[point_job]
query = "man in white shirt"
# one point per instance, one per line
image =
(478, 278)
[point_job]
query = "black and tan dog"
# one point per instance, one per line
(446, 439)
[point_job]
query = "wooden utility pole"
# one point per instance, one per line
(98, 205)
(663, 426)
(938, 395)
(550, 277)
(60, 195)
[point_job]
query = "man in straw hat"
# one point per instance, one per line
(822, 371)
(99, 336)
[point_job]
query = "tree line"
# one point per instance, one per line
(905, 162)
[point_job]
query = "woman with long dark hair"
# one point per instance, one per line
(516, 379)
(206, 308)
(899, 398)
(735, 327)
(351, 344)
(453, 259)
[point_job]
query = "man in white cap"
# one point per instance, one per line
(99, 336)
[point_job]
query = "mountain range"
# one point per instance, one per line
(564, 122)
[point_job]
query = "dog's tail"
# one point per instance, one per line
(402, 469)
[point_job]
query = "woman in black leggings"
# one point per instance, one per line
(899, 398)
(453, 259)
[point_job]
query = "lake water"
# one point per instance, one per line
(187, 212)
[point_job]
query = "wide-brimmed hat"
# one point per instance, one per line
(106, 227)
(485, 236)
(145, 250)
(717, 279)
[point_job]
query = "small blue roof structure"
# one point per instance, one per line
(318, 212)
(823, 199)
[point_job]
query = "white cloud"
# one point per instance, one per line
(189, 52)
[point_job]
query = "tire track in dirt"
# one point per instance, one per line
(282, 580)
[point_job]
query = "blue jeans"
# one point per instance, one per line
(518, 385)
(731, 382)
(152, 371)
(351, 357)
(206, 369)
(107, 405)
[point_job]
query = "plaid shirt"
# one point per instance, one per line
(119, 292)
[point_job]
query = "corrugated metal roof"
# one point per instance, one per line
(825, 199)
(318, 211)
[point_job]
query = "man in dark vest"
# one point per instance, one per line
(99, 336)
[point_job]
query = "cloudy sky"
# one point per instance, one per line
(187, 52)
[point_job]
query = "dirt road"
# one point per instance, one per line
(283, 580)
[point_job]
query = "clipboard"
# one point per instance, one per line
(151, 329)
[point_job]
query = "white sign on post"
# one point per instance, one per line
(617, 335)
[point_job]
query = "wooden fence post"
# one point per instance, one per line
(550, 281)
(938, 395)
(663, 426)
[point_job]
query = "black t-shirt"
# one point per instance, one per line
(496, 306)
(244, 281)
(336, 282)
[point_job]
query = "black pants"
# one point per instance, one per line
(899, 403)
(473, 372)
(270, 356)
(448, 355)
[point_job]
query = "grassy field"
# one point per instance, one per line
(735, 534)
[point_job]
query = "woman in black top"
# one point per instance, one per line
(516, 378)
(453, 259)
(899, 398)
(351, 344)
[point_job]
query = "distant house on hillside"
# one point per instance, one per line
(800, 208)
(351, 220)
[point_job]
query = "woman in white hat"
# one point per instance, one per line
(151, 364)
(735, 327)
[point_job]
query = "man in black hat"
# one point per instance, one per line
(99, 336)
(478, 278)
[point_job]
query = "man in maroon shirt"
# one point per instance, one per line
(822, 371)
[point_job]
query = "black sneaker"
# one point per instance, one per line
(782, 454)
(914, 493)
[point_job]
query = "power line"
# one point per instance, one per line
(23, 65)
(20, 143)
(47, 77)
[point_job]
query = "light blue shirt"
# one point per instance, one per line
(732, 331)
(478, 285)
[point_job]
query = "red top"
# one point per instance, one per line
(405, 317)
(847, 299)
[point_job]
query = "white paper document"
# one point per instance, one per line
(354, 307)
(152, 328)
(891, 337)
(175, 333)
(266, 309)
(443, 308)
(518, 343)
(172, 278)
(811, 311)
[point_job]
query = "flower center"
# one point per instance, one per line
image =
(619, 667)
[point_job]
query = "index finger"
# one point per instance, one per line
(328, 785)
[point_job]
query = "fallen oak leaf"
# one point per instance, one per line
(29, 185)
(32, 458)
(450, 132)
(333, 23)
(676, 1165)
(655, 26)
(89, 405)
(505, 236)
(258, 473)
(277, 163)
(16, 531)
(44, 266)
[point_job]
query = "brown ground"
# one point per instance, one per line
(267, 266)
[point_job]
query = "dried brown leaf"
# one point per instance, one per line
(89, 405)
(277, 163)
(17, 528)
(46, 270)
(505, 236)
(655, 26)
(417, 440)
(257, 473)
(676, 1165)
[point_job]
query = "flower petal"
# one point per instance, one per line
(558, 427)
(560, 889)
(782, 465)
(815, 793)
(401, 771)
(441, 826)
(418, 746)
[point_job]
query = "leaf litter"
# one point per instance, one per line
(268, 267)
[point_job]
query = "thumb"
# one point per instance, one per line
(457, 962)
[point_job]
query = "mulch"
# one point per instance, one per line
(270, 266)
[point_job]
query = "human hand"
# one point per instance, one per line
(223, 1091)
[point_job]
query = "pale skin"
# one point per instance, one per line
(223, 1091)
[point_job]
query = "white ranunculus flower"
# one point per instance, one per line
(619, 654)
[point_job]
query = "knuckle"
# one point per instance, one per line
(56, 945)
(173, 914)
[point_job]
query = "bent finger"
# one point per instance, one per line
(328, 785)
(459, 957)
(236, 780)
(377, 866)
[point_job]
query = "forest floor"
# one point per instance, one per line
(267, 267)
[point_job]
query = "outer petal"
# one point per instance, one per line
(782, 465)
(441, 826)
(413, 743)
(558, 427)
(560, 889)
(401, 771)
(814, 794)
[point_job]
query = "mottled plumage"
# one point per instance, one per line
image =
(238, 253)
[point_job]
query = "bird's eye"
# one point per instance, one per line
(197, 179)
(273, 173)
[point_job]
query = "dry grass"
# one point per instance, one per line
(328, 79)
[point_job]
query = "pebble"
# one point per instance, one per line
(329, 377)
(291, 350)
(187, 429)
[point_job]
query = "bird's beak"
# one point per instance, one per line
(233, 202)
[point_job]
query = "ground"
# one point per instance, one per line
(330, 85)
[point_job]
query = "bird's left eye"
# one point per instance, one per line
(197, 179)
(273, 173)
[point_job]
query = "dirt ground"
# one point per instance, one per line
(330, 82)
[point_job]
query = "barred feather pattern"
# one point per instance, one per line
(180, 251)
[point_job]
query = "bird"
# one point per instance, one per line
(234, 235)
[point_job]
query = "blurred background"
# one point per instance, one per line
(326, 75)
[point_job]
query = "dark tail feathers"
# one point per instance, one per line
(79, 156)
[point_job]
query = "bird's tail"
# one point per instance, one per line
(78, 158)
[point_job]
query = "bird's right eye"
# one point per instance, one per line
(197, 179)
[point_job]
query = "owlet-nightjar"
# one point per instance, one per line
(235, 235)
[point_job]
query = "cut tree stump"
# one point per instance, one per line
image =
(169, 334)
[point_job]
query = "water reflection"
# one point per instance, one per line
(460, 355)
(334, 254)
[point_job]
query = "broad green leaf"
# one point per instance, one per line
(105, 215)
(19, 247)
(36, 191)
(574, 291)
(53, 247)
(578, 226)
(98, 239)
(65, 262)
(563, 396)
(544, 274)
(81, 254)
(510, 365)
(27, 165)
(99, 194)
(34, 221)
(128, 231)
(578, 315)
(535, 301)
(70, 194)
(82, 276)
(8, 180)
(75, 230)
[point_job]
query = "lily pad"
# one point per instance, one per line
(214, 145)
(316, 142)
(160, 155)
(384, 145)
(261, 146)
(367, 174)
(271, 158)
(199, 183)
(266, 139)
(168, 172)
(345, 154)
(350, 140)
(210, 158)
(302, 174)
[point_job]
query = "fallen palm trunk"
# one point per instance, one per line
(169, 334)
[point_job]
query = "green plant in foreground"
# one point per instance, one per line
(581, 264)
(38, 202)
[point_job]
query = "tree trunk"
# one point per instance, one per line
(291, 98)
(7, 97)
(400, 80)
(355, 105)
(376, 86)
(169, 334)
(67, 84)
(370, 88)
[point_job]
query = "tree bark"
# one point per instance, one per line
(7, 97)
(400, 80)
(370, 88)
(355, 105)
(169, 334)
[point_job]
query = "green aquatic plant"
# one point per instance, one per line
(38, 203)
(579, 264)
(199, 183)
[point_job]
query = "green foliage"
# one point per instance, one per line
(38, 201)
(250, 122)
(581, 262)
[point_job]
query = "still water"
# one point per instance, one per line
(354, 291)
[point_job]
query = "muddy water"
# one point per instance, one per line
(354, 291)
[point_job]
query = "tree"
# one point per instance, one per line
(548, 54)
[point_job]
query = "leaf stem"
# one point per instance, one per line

- **What needs to be done**:
Lines from the entries that contain the string "tail" must be found and copied.

- **Solution to this task**:
query = "dog's tail"
query = "dark tail feathers"
query = "bird's tail"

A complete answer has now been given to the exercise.